▸ **Written problem**:
Copy word for word the part of the text on integrals of square-integrable functions starting at "Integral of $L^2(\mathbb" and ending at "proving the claim.".

Integral of $L^2(\mathbb R^+)$ function is $o(\sqrt x)$
Solution 1:
To elaborate on my comment. Fix an arbitrary $f\in L^2$ and let $g\in L^2 \cap L^p$ for some $1<p<2$. A simple triangle inequality followed by Hölder's inequality gives
$$ \lvert \int_0^x f(t)dt \rvert \leq \lvert \lvert f-g\rvert \rvert_{L^2}\sqrt{x} + \lvert \lvert g \rvert \rvert_{L^p} x^{1-1/p}. $$ This implies that $$ \limsup_{x \to \infty} \frac{1}{\sqrt{x}} \lvert \int_0^x f(t) dt \rvert \leq \lvert \lvert f-g\rvert \rvert_{L^2} \qquad \forall g \in L^2 \cap L^p. $$ Using the fact that $ L^2 \cap L^p$ is dense in $L^2$, we can take the infimum of all such $g$'s, thus proving the claim.
Solution 2:
For any $0 < a < x$, using the Cauchy-Schwartz inequality one has $$\bigg|\int_0^x f(t) dt\bigg| \leq \int_0^a |f(t)| dt + \int_a^x |f(t)| dt $$ $$ \leq \int_0^a |f(t)| dt + \bigg(\int_a^x|f(t)|^2 dt\bigg)^{1/2} (x - a)^{1 \over 2}$$ Given any $\epsilon > 0$ one can choose $a$ so that $$\bigg(\int_a^{\infty}|f(t)|^2 dt\bigg)^{1/2} < {\epsilon \over 2}$$ Thus for such $a$ one has $$\bigg|\int_0^x f(t) dt\bigg| \leq \int_0^a |f(t)| dt + {\epsilon\over 2}x^{1 \over 2}$$ So if $x$ is large enough one has the desired result that $$\bigg|\int_0^x f(t) dt\bigg| \leq \epsilon x^{1 \over 2}$$

▸ **Raw data**:
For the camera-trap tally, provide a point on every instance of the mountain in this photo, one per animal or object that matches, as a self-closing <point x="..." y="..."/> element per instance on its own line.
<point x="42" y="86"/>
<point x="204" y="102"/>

▸ **Answer in full**:
Integral of $L^2(\mathbb R^+)$ function is $o(\sqrt x)$
Solution 1:
To elaborate on my comment. Fix an arbitrary $f\in L^2$ and let $g\in L^2 \cap L^p$ for some $1<p<2$. A simple triangle inequality followed by Hölder's inequality gives
$$ \lvert \int_0^x f(t)dt \rvert \leq \lvert \lvert f-g\rvert \rvert_{L^2}\sqrt{x} + \lvert \lvert g \rvert \rvert_{L^p} x^{1-1/p}. $$ This implies that $$ \limsup_{x \to \infty} \frac{1}{\sqrt{x}} \lvert \int_0^x f(t) dt \rvert \leq \lvert \lvert f-g\rvert \rvert_{L^2} \qquad \forall g \in L^2 \cap L^p. $$ Using the fact that $ L^2 \cap L^p$ is dense in $L^2$, we can take the infimum of all such $g$'s, thus proving the claim.